**Exercises to complete:**
1. Copy the passage on text preprocessing in Orange, everything from "4Preprocessing is an" down to "with the widget.", switching "original" to "source".
2. Decide whether each statement agrees with the passage on text preprocessing in Orange: (a) the word cloud features only nouns; (b) filtering in Orange modifies the original data; (c) the most frequent word appears 99,103 times. Answer yes or no for each, quoting the deciding words.

Start of Exercise passage

Figure 9: Setting the Preprocess Text widget.
Figure 9: Setting the Preprocess Text widget.


2Once we have set the parameters (as seen in Figure 9), we can connect Preprocess Text with Select Rows.

3We can visualise the words that appear most often in the sample with a word cloud. To do so, we connect Word Cloud to Preprocess Text. The word cloud will only feature nouns; the size of the word is proportional to its frequency (Figure 10). The displayed words reflect the parliamentary genre of the data. The list on the left shows that the most frequently used word is people, which appears 99,103 times. The parliament is voted by the people and works for the people, so such a result is not very surprising.

Figure 10: The most frequent words in the subset after preprocessing.
Figure 10: The most frequent words in the subset after preprocessing.


4Preprocessing is an important part of processing text data, but every step must be clearly defined. Every decision influences the results, which must be considered during interpretation. Please note that filtering in Orange does not modify the original data. Therefore, the preprocessing step does not erase the original corpus from the Select Rows widget but only adds information on tokens in the Preprocess Text widget.

Notes

4. If you have used Orange before, please clear widget settings under Options Reset widget settings. This will enable you to repeat the analysis as described in the tutorial.

5. The data shown come with the widget.

6. It has been established that the delimited periods are comparable in terms of the quantity of speeches and sessions that they encompass.

End of Exercise passage
Start of Given information

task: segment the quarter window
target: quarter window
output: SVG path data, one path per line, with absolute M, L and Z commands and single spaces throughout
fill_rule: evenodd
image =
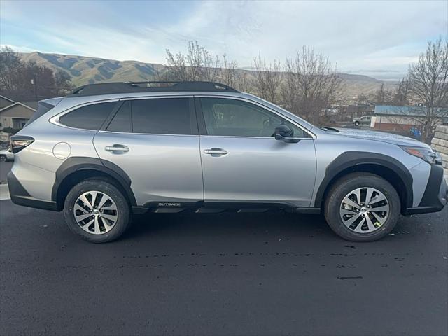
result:
M 308 136 L 292 122 L 247 102 L 202 98 L 201 105 L 209 135 L 270 137 L 276 127 L 284 124 L 294 131 L 294 136 Z
M 125 102 L 117 114 L 108 126 L 107 131 L 122 132 L 130 133 L 132 132 L 131 123 L 131 102 Z
M 116 102 L 92 104 L 76 108 L 59 119 L 59 122 L 70 127 L 84 130 L 99 130 Z

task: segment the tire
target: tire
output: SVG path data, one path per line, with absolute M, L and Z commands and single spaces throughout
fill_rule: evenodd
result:
M 368 204 L 369 194 L 372 201 Z M 356 202 L 358 197 L 360 202 Z M 354 203 L 358 209 L 351 206 Z M 398 194 L 391 183 L 377 175 L 359 172 L 336 181 L 328 193 L 324 214 L 340 237 L 351 241 L 373 241 L 393 229 L 400 206 Z
M 119 238 L 130 226 L 130 208 L 127 198 L 111 181 L 93 178 L 80 182 L 69 192 L 64 216 L 70 230 L 83 239 L 106 243 Z M 83 217 L 85 218 L 80 220 Z

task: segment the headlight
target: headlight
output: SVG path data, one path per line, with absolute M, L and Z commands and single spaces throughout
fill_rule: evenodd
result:
M 416 156 L 431 164 L 442 164 L 442 157 L 433 149 L 424 147 L 411 147 L 400 146 L 401 148 L 411 155 Z

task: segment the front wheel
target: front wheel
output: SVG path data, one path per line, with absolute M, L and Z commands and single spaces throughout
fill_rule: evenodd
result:
M 387 181 L 370 173 L 353 173 L 337 181 L 328 192 L 325 217 L 342 238 L 372 241 L 393 229 L 400 209 L 398 194 Z
M 65 200 L 64 216 L 71 231 L 92 243 L 118 239 L 130 221 L 123 194 L 109 181 L 96 178 L 73 187 Z

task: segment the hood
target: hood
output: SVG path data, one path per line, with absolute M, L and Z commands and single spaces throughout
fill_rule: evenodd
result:
M 370 131 L 367 130 L 354 130 L 351 128 L 337 128 L 335 130 L 337 130 L 339 132 L 333 133 L 335 135 L 346 136 L 356 139 L 365 139 L 366 140 L 376 140 L 394 145 L 430 148 L 430 146 L 426 144 L 416 140 L 415 139 L 392 133 L 386 133 L 385 132 Z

End of Given information

**Answers per task:**
1.
4Preprocessing is an important part of processing text data, but every step must be clearly defined. Every decision influences the results, which must be considered during interpretation. Please note that filtering in Orange does not modify the source data. Therefore, the preprocessing step does not erase the source corpus from the Select Rows widget but only adds information on tokens in the Preprocess Text widget.

Notes

4. If you have used Orange before, please clear widget settings under Options Reset widget settings. This will enable you to repeat the analysis as described in the tutorial.

5. The data shown come with the widget.

2.
(a) Yes: "The word cloud will only feature nouns"
(b) No: "filtering in Orange does not modify the original data"
(c) Yes: "which appears 99,103 times"